# ESPLORARE IL MATERIALE
**1)** Indica in quale città aveva sede il Maestro Provinciale secondo il testo sui Templari in Puglia.
**2)** Trascrivi dal testo sui Templari in Puglia il passo che comincia con "I Templari iniziarono" e prosegue fino a "al loro insediamento.".
**3)** Prosegui il testo sui Templari in Puglia dopo la sua ultima frase.

# BRANO SCELTO

________________________________________

Nelle zone interne della Puglia sorgevano grandi casali e masserie appartenenti al Tempio con notevoli estensioni terriere che prendevano il nome di grancie o grangie. Spesso le terre venivano affidate a dei concessionari (conductores) che provvedevano a lavorarla dietro il pagamento di un canone d’affitto, mentre nelle comunità più numerose erano gli stessi cavalieri a dedicarsi all’attività agricola. Le colture più diffuse erano il frumento (soprattutto in Capitanata) e l’olivo (nella terra di Bari particolarmente rinomati erano le olive e  l’olio della mansione di Molfetta come risulta da alcuni atti dell’epoca), non mancavano la vite, diffusa un po’ ovunque nella regione, e i legumi. Accanto alla coltivazione della terra era diffuso anche l’allevamento del bestiame: da carne, da latte e da lana. La Murgia offriva ricchi pascoli alle cospicue mandrie di buoi e bufali appartenenti al Tempio. La produzione agricola era destinata al consumo interno delle domus pugliesi; le eccedenze venivano vendute e una parte del  ricavato  era versato nelle casse della Sede Centrale sotto forma di responsiones. Nella seconda parte del XII sec. i cereali e i legumi pugliesi erano inviati agli insediamenti in Siria i quali, perdendo terreno a vantaggio dei Musulmani, divenivano sempre più dipendenti dall’Occidente per quanto riguardava i rifornimenti. 

L’espansione dell’Ordine (tra la seconda metà del XII secolo sino alla fine del XIII secolo)  avveniva secondo una logica ben precisa tendente a privilegiare in primo luogo le località costiere per poi procedere verso l’entroterra. Secondo una stima approssimata per difetto, in Italia erano presenti almeno 150 insediamenti appartenenti all’Ordine del Tempio, di questi meno di un terzo si trovavano nella parte meridionale della penisola. La maggiore concentrazione di domus templari, molto probabilmente, era nella terra di Puglia ove, tra l’altro, aveva sede a Barletta, il Maestro Provinciale da cui dipendevano prima tutte le case del Regno di Sicilia e poi della sola penisola. Gli insediamenti dei Templari erano chiamati in Italia “precettorie” o “mansioni” a seconda della loro importanza. Anche in Puglia l’espansione sul territorio delle case templari seguì la dinamica sopra esposta: dagli avamposti sul mar Adriatico i Templari cominciarono a penetrare all’interno del territorio pugliese e, in particolare, nelle fertili pianure della Capitanata nell’entroterra garganico e della Murgia in Terra di Bari.

I Templari iniziarono ad insediarsi a sud del Garigliano probabilmente senza l’appoggio del re  normanno di Sicilia. Infatti Ruggero II, alla stessa stregua di suo padre, non era entusiasta delle crociate che potevano danneggiare i proficui rapporti economici esistenti tra la Sicilia e il mondo arabo. Sicuramente dopo il 1139, anno in cui fu raggiunta la pace tra Ruggero II e papa Innocenzo II i Templari ebbero nel  Mezzogiorno un clima più favorevole al loro insediamento.

________________________________________

# DATI ARCHIVIATI
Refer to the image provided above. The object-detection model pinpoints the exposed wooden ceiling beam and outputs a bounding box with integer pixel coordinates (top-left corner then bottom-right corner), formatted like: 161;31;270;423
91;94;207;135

________________________________________

# RISPOSTE FORNITE
**1)** Il Maestro Provinciale aveva sede a Barletta.

**2)**
I Templari iniziarono ad insediarsi a sud del Garigliano probabilmente senza l’appoggio del re  normanno di Sicilia. Infatti Ruggero II, alla stessa stregua di suo padre, non era entusiasta delle crociate che potevano danneggiare i proficui rapporti economici esistenti tra la Sicilia e il mondo arabo. Sicuramente dopo il 1139, anno in cui fu raggiunta la pace tra Ruggero II e papa Innocenzo II i Templari ebbero nel  Mezzogiorno un clima più favorevole al loro insediamento.

**3)**
Sembrerebbe che la più antica testimonianza sulla presenza dei Templari in Puglia (e anche in tutto il Regno di Sicilia) risale al 1137 quando Accardo, signore di Lecce di origine normanna, donò, assieme alla moglie, un ospedale da lui costruito nelle terre di sua proprietà a Spinazzola. Tale documento che faceva parte dell’Archivio della Trinità di Venosa (abbazia benedettina passata nel 1297 ai Giovanniti), purtroppo, è andato distrutto e dobbiamo basarci su alcuni appunti inediti dello studioso del Seicento Giovan Battista Prignano, il quale così scrive: «Accardo che nel 1137 era conte di Lecce e marito di Fenicia, con la quale […] donò alla chiesa dei Cavalieri Templari un hospedale da lui edificato nella sua terra di Spinazzola in Basilicata, nel Borgo di detto Castello, per l’anima di suo padre, e sua [1]». Questo è quanto sostenuto da Houben.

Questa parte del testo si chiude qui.